═══ RECORDED INFORMATION

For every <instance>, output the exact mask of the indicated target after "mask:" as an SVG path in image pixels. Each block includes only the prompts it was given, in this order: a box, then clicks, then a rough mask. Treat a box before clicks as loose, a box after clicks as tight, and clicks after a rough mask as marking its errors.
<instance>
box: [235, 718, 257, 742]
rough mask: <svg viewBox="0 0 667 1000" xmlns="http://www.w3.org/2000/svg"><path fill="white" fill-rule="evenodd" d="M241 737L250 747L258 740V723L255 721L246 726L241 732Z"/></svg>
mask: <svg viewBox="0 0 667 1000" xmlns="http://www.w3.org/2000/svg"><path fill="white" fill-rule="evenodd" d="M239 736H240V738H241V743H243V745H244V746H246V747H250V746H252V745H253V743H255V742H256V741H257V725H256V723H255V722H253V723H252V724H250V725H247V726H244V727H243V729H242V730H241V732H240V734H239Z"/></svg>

══════
═══ RECORDED INFORMATION

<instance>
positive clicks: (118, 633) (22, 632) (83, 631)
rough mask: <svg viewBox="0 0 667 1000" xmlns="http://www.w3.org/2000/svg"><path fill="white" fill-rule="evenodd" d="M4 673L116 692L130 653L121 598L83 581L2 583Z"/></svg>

══════

TASK OBJECTIVE:
Find each line in the records holding the string "clicks" and show it.

EXERCISE RESULT:
For every <instance>, output the exact mask of the indicated target after "mask:" as an SVG path in image pixels. Each block includes only the prompts it was given, in this order: a box, then clicks, then a rough mask. Treat a box before clicks as loose, a box after clicks as tight, and clicks after a rough mask as marking its errors.
positive clicks: (118, 633) (22, 632) (83, 631)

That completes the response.